- _Extract to read_:
begin

8 November, 2007 HAYAO Takanori

There are several reasons to proclaim Haifa as a city of “coexistence”.

Haifa is one of the three big cities of Israel, along with Tel Aviv and Jerusalem. Geopolitically, the actual capital Tel Aviv in a sense is the city, where jewization is most “complete”, and the percentage of students of Arab background is extremely low. Jerusalem with its focus on the Israel political fight for unification of Israel and monopolization of the Holy Land, and the expulsion of Arab-Palestinians by a 8-meter concrete “isolation wall” becomes more and more an exclusive space.
Compared to them Haifa, situated in the Northern district, is relatively aside from the focus of political struggle and due to its proximity to Galilee, somehow was/is maybe offering a comfortable space to Arabs. On the streets and in the university one can hear Arabic more often than in West Jerusalem Hebrew University and Tel Aviv, and the voices speaking in Arabic seem louder here.
There is little/no clear distinction as in Jerusalem of “East Jerusalem(Arab area)”/”West Jerusalem(Jewish area)” , and in the center of Haifa, although there is an Arab block, it is a mixed and hybrid area.

end

- _Requirement 1_: Say whether each statement below agrees with the text about Haifa, answering yes or no and quoting the words of the text that decide it. (a) Haifa is one of Israel's three big cities, along with Tel Aviv and Jerusalem. (b) In Tel Aviv, the percentage of students of Arab background is high. (c) Haifa is situated in the Southern district.

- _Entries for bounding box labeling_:
begin

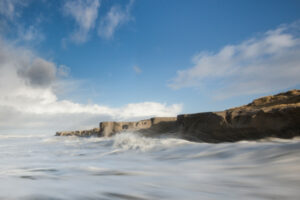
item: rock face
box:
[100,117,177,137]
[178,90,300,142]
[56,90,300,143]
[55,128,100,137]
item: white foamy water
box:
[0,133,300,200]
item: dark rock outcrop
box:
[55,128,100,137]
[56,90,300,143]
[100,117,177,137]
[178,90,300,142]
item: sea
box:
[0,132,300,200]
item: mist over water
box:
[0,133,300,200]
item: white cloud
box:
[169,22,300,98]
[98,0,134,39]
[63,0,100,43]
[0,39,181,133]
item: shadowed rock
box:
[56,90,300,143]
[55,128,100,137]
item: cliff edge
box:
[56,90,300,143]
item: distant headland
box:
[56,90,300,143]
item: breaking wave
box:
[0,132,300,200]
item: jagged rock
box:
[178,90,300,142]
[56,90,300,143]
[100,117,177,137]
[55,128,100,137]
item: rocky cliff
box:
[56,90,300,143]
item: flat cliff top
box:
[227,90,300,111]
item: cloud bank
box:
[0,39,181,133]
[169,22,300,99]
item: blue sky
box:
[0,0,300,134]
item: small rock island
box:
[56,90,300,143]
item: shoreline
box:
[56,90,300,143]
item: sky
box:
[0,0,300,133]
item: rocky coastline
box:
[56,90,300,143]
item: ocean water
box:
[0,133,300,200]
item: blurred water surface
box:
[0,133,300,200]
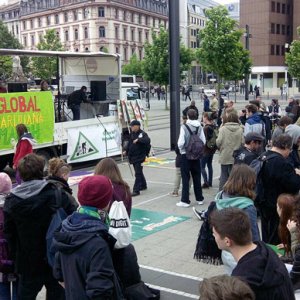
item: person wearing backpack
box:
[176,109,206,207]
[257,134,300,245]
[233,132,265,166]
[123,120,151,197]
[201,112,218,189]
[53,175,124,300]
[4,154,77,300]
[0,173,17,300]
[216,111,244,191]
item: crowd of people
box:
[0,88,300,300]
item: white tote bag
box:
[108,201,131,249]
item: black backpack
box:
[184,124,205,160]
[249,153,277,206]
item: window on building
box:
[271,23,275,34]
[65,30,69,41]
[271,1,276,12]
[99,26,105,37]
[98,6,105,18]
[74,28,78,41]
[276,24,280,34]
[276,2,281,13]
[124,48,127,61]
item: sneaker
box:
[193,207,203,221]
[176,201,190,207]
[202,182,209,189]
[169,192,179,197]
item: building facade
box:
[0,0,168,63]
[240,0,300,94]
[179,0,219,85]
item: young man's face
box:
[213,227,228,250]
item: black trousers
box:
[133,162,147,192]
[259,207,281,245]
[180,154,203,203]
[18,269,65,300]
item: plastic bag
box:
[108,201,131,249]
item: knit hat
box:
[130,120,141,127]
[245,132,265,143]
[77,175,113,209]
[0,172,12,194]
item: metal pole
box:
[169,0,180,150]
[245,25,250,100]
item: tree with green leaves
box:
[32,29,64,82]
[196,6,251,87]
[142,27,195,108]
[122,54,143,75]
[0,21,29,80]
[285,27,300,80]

end
begin

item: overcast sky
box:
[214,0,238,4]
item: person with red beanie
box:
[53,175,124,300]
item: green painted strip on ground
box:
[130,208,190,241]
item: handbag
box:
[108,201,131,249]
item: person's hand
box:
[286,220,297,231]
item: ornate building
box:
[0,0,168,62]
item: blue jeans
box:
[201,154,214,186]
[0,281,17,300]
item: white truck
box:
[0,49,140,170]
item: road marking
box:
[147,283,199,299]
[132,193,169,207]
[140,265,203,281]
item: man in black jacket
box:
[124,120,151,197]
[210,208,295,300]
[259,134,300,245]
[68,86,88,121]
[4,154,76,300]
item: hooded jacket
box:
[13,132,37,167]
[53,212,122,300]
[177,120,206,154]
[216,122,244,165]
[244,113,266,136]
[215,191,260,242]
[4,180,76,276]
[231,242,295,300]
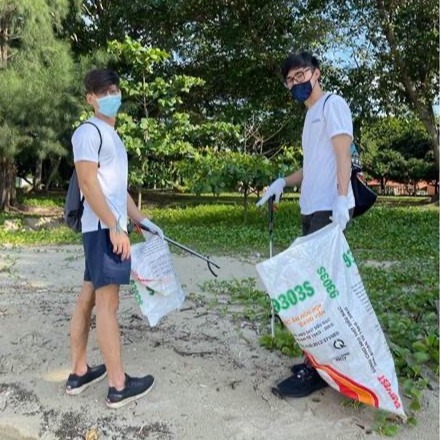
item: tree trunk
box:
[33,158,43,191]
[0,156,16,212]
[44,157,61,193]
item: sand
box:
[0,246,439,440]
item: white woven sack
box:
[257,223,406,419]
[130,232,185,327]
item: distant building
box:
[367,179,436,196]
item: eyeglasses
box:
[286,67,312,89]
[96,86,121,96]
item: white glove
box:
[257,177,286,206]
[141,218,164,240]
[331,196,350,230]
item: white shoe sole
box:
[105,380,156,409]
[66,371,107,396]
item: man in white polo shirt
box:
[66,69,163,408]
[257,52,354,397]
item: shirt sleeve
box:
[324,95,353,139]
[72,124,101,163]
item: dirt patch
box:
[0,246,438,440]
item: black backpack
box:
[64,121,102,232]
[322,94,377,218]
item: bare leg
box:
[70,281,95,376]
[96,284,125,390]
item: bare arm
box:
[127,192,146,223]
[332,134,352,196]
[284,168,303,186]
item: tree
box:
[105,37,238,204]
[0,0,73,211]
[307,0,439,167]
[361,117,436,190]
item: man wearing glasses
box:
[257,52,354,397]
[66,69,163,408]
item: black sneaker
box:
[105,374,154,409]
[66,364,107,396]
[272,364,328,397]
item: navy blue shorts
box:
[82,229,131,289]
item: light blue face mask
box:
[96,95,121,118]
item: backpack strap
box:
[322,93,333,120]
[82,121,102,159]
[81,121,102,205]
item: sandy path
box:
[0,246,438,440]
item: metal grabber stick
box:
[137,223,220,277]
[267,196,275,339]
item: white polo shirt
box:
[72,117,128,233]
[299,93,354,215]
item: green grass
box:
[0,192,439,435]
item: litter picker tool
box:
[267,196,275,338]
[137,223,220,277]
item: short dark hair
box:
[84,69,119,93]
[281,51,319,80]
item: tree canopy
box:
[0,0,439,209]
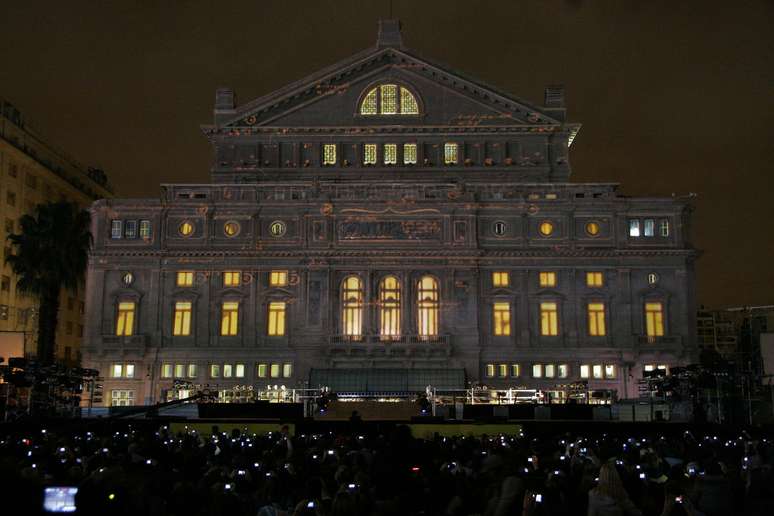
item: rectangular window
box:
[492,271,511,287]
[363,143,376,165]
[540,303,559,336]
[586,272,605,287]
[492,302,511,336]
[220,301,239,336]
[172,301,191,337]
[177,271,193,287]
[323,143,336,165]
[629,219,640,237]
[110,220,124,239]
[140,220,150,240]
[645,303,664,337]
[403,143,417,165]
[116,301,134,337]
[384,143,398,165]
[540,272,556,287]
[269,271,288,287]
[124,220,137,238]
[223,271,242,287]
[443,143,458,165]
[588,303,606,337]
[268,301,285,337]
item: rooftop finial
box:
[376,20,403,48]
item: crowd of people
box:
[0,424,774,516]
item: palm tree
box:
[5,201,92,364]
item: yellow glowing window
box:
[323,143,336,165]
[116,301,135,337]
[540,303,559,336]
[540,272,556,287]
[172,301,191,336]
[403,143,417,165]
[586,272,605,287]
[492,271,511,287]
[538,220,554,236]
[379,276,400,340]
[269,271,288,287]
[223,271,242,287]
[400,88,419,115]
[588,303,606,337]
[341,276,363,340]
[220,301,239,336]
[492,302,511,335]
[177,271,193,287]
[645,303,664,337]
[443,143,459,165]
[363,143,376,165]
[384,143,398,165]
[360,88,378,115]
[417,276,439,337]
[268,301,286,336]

end

- _Requirement 2_: In the records starting at the line containing "item: eyeglasses" and ending at the line containing "[0,192,439,435]", change "backpack" to "rucksack" and give those lines again with nothing else altered.

- _Full output 1_:
(a) Yes: "Haifa is one of the three big cities of Israel, along with Tel Aviv and Jerusalem."
(b) No: "the percentage of students of Arab background is extremely low"
(c) No: "situated in the Northern district"

- _Full output 2_:
item: eyeglasses
box:
[286,67,312,89]
[96,86,121,96]
item: white glove
box:
[257,177,286,206]
[141,218,164,240]
[331,196,350,230]
item: white shoe sole
box:
[105,380,156,409]
[66,371,107,396]
item: man in white polo shirt
box:
[66,69,163,408]
[257,52,354,397]
item: shirt sleeve
box:
[324,95,353,139]
[72,124,101,163]
item: dirt patch
box:
[0,246,438,440]
item: black rucksack
box:
[64,121,102,232]
[322,94,377,218]
item: bare leg
box:
[70,281,95,376]
[96,284,125,390]
item: bare arm
box:
[127,192,146,223]
[332,134,352,196]
[284,168,303,186]
item: tree
box:
[105,37,238,204]
[0,0,73,211]
[307,0,439,167]
[361,117,436,190]
item: man wearing glasses
box:
[257,52,354,397]
[66,69,163,408]
item: black sneaker
box:
[105,374,154,409]
[66,364,107,396]
[272,364,328,397]
item: navy blue shorts
box:
[82,229,131,289]
item: light blue face mask
box:
[96,95,121,118]
item: rucksack strap
box:
[322,93,333,120]
[82,121,102,159]
[81,121,102,205]
item: sandy path
box:
[0,246,438,440]
item: metal grabber stick
box:
[137,223,220,277]
[267,196,275,339]
item: white polo shirt
box:
[72,117,128,233]
[299,93,354,215]
item: green grass
box:
[0,192,439,435]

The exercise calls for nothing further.